- _TASK REQUIREMENTS_
Write out only the lines running from the one that contains "forewing, reported as integer pixel coordinates." to the end of the material, both ends included.
--- DATA SUPPLIED ---
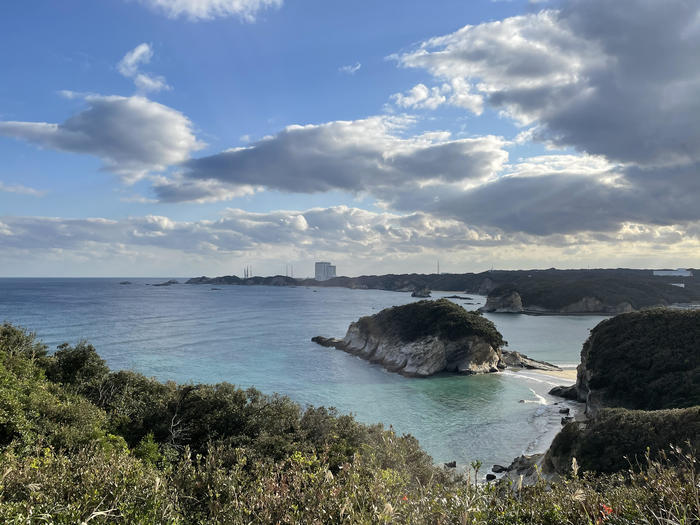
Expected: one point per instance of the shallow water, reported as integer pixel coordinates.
(260, 336)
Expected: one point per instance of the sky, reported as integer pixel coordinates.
(197, 137)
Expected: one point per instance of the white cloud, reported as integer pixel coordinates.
(209, 9)
(177, 189)
(129, 66)
(593, 75)
(368, 155)
(420, 96)
(456, 93)
(20, 189)
(350, 69)
(131, 135)
(360, 241)
(130, 63)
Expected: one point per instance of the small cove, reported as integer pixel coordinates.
(260, 336)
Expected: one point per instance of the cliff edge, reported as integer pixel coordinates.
(423, 338)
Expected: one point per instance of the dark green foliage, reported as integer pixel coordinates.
(217, 454)
(441, 318)
(552, 289)
(646, 360)
(77, 365)
(618, 438)
(33, 410)
(17, 341)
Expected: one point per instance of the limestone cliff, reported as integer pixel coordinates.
(423, 338)
(639, 379)
(641, 360)
(508, 301)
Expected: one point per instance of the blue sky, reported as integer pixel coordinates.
(182, 137)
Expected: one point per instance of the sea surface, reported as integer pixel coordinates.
(261, 336)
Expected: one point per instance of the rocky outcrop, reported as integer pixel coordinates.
(424, 338)
(638, 378)
(517, 360)
(642, 360)
(167, 283)
(593, 305)
(505, 302)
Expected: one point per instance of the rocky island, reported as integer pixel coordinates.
(426, 337)
(536, 292)
(639, 379)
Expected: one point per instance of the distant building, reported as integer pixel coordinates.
(324, 271)
(680, 272)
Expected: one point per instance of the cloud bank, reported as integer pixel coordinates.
(133, 136)
(196, 10)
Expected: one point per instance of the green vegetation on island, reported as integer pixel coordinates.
(82, 444)
(640, 379)
(644, 360)
(441, 318)
(541, 291)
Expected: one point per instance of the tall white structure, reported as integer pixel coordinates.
(680, 272)
(324, 271)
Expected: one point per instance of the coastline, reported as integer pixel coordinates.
(548, 413)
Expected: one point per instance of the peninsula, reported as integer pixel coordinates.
(427, 337)
(539, 292)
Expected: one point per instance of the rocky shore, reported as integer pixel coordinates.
(637, 381)
(424, 338)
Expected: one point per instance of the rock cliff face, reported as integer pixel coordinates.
(639, 379)
(644, 360)
(425, 356)
(510, 301)
(424, 338)
(505, 302)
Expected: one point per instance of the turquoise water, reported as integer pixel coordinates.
(260, 336)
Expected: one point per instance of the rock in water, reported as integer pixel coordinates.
(645, 360)
(508, 301)
(423, 338)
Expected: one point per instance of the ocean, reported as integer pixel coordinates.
(261, 336)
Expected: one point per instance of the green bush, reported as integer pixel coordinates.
(133, 450)
(646, 360)
(441, 318)
(618, 438)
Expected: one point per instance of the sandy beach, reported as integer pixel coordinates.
(568, 374)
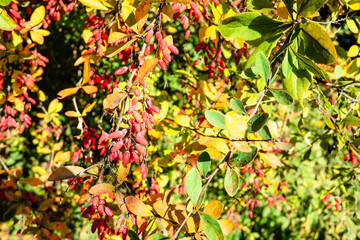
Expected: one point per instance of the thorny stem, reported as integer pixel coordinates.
(225, 160)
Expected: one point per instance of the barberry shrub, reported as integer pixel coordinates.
(159, 119)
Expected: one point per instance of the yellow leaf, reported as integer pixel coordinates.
(95, 4)
(86, 72)
(19, 105)
(38, 15)
(236, 124)
(141, 14)
(67, 92)
(89, 89)
(183, 120)
(42, 32)
(55, 106)
(271, 159)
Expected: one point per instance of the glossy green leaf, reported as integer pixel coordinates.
(5, 2)
(249, 26)
(204, 163)
(316, 44)
(262, 66)
(231, 182)
(237, 106)
(211, 227)
(310, 65)
(307, 8)
(215, 118)
(193, 185)
(257, 122)
(6, 22)
(282, 97)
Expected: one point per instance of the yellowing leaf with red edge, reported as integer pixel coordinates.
(123, 171)
(38, 15)
(32, 181)
(63, 156)
(141, 14)
(67, 92)
(95, 4)
(89, 89)
(236, 124)
(101, 188)
(19, 105)
(227, 226)
(37, 37)
(88, 108)
(182, 120)
(72, 114)
(65, 173)
(214, 209)
(145, 69)
(86, 72)
(271, 159)
(137, 207)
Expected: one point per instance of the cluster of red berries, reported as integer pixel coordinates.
(351, 156)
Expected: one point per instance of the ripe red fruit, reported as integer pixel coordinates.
(148, 36)
(141, 139)
(121, 71)
(173, 49)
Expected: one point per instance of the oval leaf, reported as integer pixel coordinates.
(231, 182)
(215, 118)
(193, 185)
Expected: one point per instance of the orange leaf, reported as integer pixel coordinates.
(101, 188)
(65, 173)
(67, 92)
(90, 89)
(72, 114)
(145, 69)
(137, 207)
(123, 172)
(214, 209)
(32, 181)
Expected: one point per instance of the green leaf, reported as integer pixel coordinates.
(290, 6)
(5, 2)
(265, 133)
(231, 182)
(215, 118)
(296, 80)
(282, 97)
(316, 44)
(262, 66)
(352, 121)
(6, 22)
(211, 227)
(193, 185)
(310, 65)
(307, 8)
(203, 163)
(237, 106)
(257, 122)
(249, 26)
(115, 49)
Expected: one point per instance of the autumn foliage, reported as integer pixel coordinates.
(157, 119)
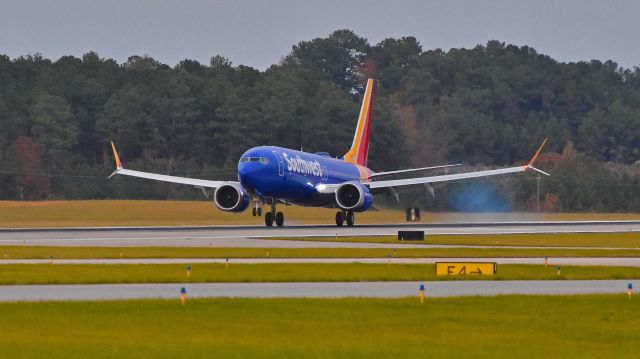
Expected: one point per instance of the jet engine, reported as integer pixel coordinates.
(231, 198)
(354, 196)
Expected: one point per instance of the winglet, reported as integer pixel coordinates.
(535, 157)
(115, 155)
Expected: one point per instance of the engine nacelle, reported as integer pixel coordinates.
(354, 196)
(231, 198)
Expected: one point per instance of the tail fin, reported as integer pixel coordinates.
(360, 146)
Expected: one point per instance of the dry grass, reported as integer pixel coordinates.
(169, 213)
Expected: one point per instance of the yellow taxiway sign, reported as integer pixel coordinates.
(466, 268)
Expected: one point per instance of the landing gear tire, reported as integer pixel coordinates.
(268, 219)
(339, 219)
(279, 219)
(351, 219)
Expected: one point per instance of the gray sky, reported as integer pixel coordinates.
(258, 33)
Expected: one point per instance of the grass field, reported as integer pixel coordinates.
(45, 252)
(612, 240)
(592, 326)
(167, 213)
(282, 272)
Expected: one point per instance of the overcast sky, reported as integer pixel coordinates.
(258, 33)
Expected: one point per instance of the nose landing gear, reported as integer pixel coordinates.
(272, 215)
(345, 215)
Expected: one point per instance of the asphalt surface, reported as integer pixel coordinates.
(311, 290)
(250, 236)
(597, 261)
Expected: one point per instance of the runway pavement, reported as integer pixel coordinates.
(591, 261)
(249, 236)
(314, 290)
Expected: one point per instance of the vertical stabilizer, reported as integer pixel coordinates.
(360, 146)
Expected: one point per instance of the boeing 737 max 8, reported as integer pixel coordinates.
(269, 175)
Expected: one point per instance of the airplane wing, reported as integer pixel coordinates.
(378, 174)
(200, 183)
(457, 176)
(330, 188)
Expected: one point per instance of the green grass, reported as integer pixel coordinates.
(288, 272)
(612, 240)
(590, 326)
(45, 252)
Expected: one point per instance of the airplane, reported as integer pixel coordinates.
(270, 175)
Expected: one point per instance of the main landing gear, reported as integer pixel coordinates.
(345, 215)
(269, 217)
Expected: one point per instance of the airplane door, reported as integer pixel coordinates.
(280, 163)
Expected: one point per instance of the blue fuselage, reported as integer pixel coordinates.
(292, 176)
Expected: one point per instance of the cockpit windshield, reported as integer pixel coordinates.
(262, 160)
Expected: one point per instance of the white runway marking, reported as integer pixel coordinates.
(598, 261)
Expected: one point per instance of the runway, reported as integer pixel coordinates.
(310, 290)
(250, 236)
(586, 261)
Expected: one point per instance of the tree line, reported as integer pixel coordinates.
(486, 106)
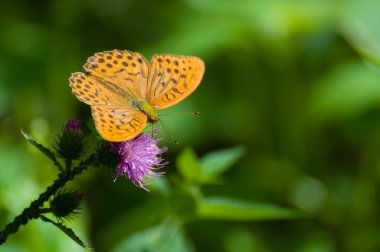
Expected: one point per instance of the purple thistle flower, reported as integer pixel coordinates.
(139, 157)
(73, 125)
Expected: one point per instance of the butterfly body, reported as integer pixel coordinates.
(124, 90)
(147, 109)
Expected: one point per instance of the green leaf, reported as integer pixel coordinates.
(215, 163)
(44, 150)
(188, 165)
(167, 236)
(68, 231)
(235, 210)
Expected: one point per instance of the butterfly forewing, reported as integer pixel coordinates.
(118, 124)
(172, 78)
(127, 71)
(91, 91)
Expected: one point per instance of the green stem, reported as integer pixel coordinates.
(33, 211)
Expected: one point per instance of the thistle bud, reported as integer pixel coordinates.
(69, 143)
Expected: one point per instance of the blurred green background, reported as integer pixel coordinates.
(297, 83)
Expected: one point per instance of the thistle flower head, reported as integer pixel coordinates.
(139, 158)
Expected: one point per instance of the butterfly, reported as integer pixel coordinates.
(124, 90)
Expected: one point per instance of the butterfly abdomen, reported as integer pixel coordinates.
(147, 109)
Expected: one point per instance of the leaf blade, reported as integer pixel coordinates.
(68, 231)
(238, 210)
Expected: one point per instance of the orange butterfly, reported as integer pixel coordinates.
(125, 91)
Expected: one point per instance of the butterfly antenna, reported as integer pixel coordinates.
(167, 132)
(185, 114)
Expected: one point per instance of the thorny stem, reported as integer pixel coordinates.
(33, 211)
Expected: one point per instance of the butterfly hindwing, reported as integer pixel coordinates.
(172, 78)
(118, 124)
---
- _ANSWER TO THE EXERCISE_
Expected: one point per instance of the butterfly forewing, reported as integer pixel coordinates.
(118, 124)
(172, 78)
(127, 71)
(91, 91)
Expected: one point per instance of the green stem, reported as integer pixel coordinates.
(33, 211)
Expected: one point per instance of the thistle bud, reported as integer pixel coordinates.
(69, 143)
Expected: one point per instance of the blurred green background, reported as integer pixel coordinates.
(297, 83)
Expected: one point per instance of the thistle flower head, reported as integer pixel coordinates.
(139, 158)
Expected: one point per instance of the butterfly, reported as integer pixel coordinates.
(124, 90)
Expected: one point per instance of the butterfly abdomen, reported as integer pixel coordinates.
(147, 109)
Expected: one point per instance of the leaf blade, reported as integer pixel coordinates.
(68, 231)
(238, 210)
Expected: one point per instance of the orange butterfly, reported as integer pixel coordinates.
(125, 91)
Expected: one point per instance of the butterfly antenna, reported as integer pixel coordinates.
(167, 132)
(185, 114)
Expected: one point per instance of the thorny stem, reported as integer pixel coordinates.
(33, 211)
Expected: one point per instance of the butterfly hindwing, reported as integer pixel coordinates.
(172, 78)
(118, 124)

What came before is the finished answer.